··· GIVEN DATA
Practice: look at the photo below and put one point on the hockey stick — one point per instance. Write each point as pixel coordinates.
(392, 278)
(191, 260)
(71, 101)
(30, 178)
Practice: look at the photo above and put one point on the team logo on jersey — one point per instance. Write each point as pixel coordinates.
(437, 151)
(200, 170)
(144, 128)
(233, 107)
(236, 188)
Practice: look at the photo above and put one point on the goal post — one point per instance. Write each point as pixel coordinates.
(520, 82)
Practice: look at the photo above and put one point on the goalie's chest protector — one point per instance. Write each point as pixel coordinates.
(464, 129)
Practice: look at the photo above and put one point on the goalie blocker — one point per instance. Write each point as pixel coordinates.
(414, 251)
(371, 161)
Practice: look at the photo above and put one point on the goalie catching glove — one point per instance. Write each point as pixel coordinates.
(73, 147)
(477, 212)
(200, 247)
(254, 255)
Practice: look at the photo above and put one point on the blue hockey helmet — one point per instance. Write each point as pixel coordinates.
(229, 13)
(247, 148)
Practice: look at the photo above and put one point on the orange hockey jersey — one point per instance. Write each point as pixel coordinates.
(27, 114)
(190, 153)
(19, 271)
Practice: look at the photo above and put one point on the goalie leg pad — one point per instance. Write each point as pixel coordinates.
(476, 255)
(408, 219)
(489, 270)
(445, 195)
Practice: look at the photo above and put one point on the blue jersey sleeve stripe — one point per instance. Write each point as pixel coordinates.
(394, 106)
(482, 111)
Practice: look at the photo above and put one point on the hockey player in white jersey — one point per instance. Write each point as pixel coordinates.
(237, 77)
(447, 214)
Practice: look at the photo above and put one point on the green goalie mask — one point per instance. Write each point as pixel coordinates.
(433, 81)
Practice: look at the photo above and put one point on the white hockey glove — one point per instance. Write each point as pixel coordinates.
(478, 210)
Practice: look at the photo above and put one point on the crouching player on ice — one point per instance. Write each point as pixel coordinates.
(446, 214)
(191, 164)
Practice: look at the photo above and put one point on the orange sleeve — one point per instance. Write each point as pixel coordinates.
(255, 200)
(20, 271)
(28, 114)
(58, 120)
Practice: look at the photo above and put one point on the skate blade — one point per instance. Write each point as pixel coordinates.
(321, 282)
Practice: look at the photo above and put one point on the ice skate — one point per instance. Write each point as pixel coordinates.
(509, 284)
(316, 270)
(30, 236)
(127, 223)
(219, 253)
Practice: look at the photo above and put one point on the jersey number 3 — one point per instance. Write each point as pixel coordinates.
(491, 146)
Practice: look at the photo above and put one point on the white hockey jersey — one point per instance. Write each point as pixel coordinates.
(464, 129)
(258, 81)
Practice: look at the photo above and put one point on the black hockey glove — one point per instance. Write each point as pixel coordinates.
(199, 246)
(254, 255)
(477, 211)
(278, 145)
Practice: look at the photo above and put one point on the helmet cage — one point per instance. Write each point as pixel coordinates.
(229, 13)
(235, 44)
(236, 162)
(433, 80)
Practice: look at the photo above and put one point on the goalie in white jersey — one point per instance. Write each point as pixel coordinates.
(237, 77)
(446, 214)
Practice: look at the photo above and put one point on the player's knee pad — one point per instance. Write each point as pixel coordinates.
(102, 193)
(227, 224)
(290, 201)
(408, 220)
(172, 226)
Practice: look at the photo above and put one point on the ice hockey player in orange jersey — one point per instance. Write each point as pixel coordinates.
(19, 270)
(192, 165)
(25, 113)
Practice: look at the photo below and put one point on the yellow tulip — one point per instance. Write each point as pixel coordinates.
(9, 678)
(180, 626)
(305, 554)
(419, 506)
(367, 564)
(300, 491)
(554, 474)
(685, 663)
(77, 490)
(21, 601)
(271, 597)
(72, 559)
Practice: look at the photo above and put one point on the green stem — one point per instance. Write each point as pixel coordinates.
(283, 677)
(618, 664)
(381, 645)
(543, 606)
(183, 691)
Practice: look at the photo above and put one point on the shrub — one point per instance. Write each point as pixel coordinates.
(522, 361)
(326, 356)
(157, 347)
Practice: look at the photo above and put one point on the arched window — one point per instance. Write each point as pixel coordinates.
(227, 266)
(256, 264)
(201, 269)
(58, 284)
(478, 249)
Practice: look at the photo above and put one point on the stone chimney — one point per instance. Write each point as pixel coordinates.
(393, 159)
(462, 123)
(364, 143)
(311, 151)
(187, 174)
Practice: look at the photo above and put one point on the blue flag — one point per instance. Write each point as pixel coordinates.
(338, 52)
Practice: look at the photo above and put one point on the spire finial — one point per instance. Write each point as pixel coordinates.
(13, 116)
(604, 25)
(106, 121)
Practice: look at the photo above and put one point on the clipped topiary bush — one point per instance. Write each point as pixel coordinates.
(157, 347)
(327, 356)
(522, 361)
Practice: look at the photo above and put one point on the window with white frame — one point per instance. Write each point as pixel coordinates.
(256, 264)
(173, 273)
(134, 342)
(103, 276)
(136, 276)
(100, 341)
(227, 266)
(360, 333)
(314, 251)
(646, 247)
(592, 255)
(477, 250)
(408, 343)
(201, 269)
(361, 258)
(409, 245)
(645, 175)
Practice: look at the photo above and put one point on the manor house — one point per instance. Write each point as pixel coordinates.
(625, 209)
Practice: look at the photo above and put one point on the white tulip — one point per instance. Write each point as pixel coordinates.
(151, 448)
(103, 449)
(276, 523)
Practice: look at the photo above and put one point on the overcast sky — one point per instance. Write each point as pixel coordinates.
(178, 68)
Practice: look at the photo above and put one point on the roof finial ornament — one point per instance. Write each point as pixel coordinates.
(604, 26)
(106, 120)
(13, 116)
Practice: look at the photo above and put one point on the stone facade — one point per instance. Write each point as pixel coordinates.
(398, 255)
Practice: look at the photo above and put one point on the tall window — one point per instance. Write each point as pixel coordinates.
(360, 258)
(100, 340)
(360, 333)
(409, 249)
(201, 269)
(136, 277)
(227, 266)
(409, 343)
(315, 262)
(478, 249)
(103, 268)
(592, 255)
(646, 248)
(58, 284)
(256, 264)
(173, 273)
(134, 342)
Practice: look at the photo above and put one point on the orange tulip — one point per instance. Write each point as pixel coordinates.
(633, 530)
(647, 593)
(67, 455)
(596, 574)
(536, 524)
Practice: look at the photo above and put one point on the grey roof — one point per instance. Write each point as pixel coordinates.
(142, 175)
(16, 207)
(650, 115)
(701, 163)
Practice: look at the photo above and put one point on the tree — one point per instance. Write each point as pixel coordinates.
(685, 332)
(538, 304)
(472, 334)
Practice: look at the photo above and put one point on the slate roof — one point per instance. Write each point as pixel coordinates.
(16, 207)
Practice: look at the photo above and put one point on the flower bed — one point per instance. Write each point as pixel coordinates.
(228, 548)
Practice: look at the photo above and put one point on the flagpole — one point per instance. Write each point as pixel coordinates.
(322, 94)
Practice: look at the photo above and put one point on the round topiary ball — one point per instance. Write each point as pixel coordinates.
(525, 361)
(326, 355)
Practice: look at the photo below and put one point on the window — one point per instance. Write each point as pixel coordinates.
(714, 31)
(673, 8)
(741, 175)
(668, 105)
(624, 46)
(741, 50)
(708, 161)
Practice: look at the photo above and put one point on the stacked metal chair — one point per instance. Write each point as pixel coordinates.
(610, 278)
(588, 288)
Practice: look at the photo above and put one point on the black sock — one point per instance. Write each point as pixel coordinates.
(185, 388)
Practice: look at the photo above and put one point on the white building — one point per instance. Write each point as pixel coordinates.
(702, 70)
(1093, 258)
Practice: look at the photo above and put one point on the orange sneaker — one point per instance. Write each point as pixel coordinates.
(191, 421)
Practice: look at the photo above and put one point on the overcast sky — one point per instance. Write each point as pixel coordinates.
······
## WRITTEN TASK
Rewrite all of the records above with "Practice" swapped for "Exercise" wherever it occurs, leaving everything else unchanged.

## SOLVED PROBLEM
Exercise: look at the photo below and put one point on the hockey stick — one point per instance. Write each point as pixel coordinates.
(392, 278)
(191, 260)
(71, 101)
(30, 178)
Exercise: look at the photo above and put one point on the team logo on jersey — one point per instance. Write each point as pixel coordinates.
(437, 151)
(200, 170)
(144, 128)
(233, 107)
(236, 188)
Exercise: look at the photo above and put one point on the goal post — one point per instance. Write each point as pixel coordinates.
(520, 82)
Exercise: look at the photo above and put one point on the goalie's chest protector — one point per instance. Write each point as pixel coordinates.
(464, 129)
Exercise: look at the photo above and put one point on the goalie blocker — one point per instance. Write each point as pixel coordinates.
(414, 251)
(371, 161)
Exercise: look at the photo above and put one point on the goalie catching glove — one point per instance. Write each point as pixel coordinates.
(73, 147)
(477, 212)
(200, 247)
(254, 255)
Exercise: look at the photo above and put one point on the blue hockey helmet — one point per instance. Write each point as pixel coordinates.
(229, 13)
(247, 148)
Exercise: look at the photo above and put one point on the orange hockey jersey — one point per instance. Write each point as pixel coordinates.
(27, 114)
(190, 153)
(19, 271)
Exercise: look at the photo above and put one point on the goalie leg pad — one point per instance. Write each point as pixel coordinates.
(476, 255)
(408, 219)
(489, 270)
(445, 195)
Exercise: look at the photo above and put one point on the blue jersey sleeve stripe — one point per instance. Write each point as pixel coordinates.
(394, 106)
(482, 111)
Exercise: look at the photo above and put one point on the hockey player in white jersey — one point per instance. Write each point as pixel coordinates.
(237, 77)
(447, 214)
Exercise: look at the photo above and put one point on the green goalie mask — one point per instance. Write each point as pixel coordinates.
(433, 81)
Exercise: look at the photo above and put one point on the white hockey glove — one point per instance. Write each point as pixel coordinates.
(478, 210)
Exercise: look at the photo above and put one point on the crouching player on ice — one point per instance. Write each point as pixel coordinates.
(446, 214)
(191, 164)
Exercise: look at the photo above and put one point on the orange sleeve — one point per instance. Write each point as pixel coordinates.
(255, 200)
(20, 271)
(28, 114)
(58, 120)
Exercise: look at the photo above and put one point on the skate blade — one point per instance. Write each point as pixel coordinates.
(321, 282)
Exercise: look at the photo above and put one point on the ice skate — one point per instance. Write each point as pixel coordinates.
(509, 284)
(316, 270)
(30, 236)
(127, 223)
(219, 253)
Exercise: look at the photo above and put one point on the jersey number 3 — one point per instance. Write each point as pixel coordinates.
(491, 146)
Exercise: look at the photo above and put one point on the white hockey jersey — one point per instance. Write each point as pixel coordinates.
(464, 129)
(258, 81)
Exercise: look at the photo above and put one point on the black hockey glove — one point per instance. Write each point as pixel coordinates.
(199, 246)
(254, 255)
(477, 211)
(278, 145)
Exercise: look at the photo above and put one point on the helmet cage — one point per instance. Write each point as pixel coordinates.
(229, 13)
(235, 44)
(236, 162)
(433, 80)
Exercise: look at the photo above and put one point on the goalie in white jersey — one point per instance. Write each point as pixel coordinates.
(237, 77)
(446, 214)
Exercise: look at the photo above and put one point on the player's knee pad — one point per instance. Write each point as pixel coordinates.
(102, 193)
(227, 224)
(290, 201)
(408, 220)
(172, 226)
Exercise: look at the photo above and put one point on the ice hockey player in orange jersey — one point per instance. Write each point as pixel coordinates.
(19, 270)
(192, 165)
(25, 113)
Exercise: look at the photo below and put one point on the yellow tulip — one point per instance. Write each point as pixel coordinates.
(9, 678)
(180, 626)
(305, 554)
(419, 506)
(367, 564)
(300, 491)
(554, 474)
(685, 663)
(77, 490)
(21, 601)
(271, 597)
(72, 559)
Exercise: look at the photo above and put one point on the green stem — one point per instance. Write each point as pixel coordinates.
(283, 677)
(618, 664)
(381, 645)
(543, 606)
(183, 691)
Exercise: look at the photo above and put one point on the shrub — one point per instance. Write each point as pixel coordinates.
(522, 361)
(326, 356)
(157, 347)
Exercise: look at the photo above and put one point on the arched window — one point per instance. Write each point as pixel coordinates.
(227, 266)
(256, 264)
(201, 269)
(58, 284)
(478, 249)
Exercise: look at the photo above and put one point on the stone chimney — one point per instance. Write each point as pixel coordinates.
(393, 159)
(462, 123)
(364, 143)
(311, 151)
(187, 174)
Exercise: look at the photo above and put one point on the blue flag — one point per instance. Write each point as pixel coordinates.
(338, 52)
Exercise: look at the photo above and put one point on the spire finial — one point per instance. Write each point as pixel coordinates.
(13, 116)
(604, 25)
(106, 121)
Exercise: look at the photo above and put one point on the clipped topiary bush — one point per instance. Write each point as pixel coordinates.
(157, 347)
(327, 356)
(522, 361)
Exercise: look at the photo above and put one point on the window with white frame — one point per instance. Write each point as pixel coordinates.
(256, 264)
(173, 273)
(134, 342)
(103, 276)
(136, 276)
(100, 341)
(227, 266)
(360, 333)
(314, 251)
(646, 247)
(592, 255)
(477, 250)
(408, 343)
(201, 269)
(361, 258)
(409, 245)
(645, 175)
Exercise: look at the photo above and put one point on the manor house — one point per instance. Write each point as pixel coordinates.
(625, 209)
Exercise: look at the photo above and put one point on the white tulip — one point per instance. Write each point as pixel coordinates.
(151, 448)
(103, 449)
(276, 523)
Exercise: look at the photo above and put one point on the overcast sky — one point per instance. Write each point as pixel coordinates.
(178, 68)
Exercise: look at the photo above and put one point on the roof finial ornament — one point per instance. Write each point as pixel coordinates.
(604, 26)
(106, 120)
(13, 116)
Exercise: look at the photo above and put one point on the stone facade — one point per instance. Write each point as pixel coordinates.
(398, 255)
Exercise: look at the photo above and put one point on the tall window — one point per instance. Write each point as pixel coordinates.
(360, 258)
(100, 340)
(360, 333)
(409, 249)
(201, 269)
(136, 277)
(227, 266)
(409, 343)
(315, 262)
(478, 249)
(103, 268)
(592, 255)
(646, 248)
(58, 284)
(256, 264)
(173, 273)
(134, 342)
Exercise: look at the photo above and put one point on the orange tulip — one point per instance. Write each point as pixel coordinates.
(633, 530)
(647, 593)
(67, 455)
(596, 574)
(536, 524)
Exercise: look at the photo above and put one point on the grey roof — one point per instance. Write each point as pixel coordinates.
(142, 175)
(16, 207)
(650, 115)
(701, 163)
Exercise: look at the photo above and put one point on the tree — one point per instance. Write each point as pixel coordinates.
(685, 332)
(538, 304)
(472, 334)
Exercise: look at the photo above and put one point on the slate roof — one point per instance. Write each point as pixel coordinates.
(16, 207)
Exercise: look at the photo above and put one point on the flower bed — one point per instance. Write each point as pixel coordinates.
(228, 548)
Exercise: look at the photo above and put one point on the flagpole — one point per instance. Write each point as pixel coordinates.
(322, 94)
Exercise: look at the photo above and put one point on the round topiary ball — one point per instance. Write each point as pixel coordinates.
(525, 361)
(326, 355)
Exercise: look at the photo below and put one point on the window — one point per instance. Write each point as pixel coordinates.
(714, 31)
(673, 8)
(741, 175)
(668, 105)
(624, 46)
(741, 50)
(708, 161)
Exercise: look at the photo above and put one point on the stacked metal chair — one point per instance. Write each point as pixel coordinates.
(610, 278)
(588, 288)
Exercise: look at the photo above and put one point on the black sock — one point per instance. Write each point as pixel coordinates.
(185, 388)
Exercise: look at the photo above and put one point on the white building — one point per instance. Write each point as pixel coordinates.
(702, 70)
(1093, 258)
Exercise: look at the photo above and put one point on the orange sneaker — one point per instance. Write each point as pixel coordinates.
(191, 421)
Exercise: look at the photo above and put one point on the overcast sky — one point per instance. Write each point as pixel coordinates.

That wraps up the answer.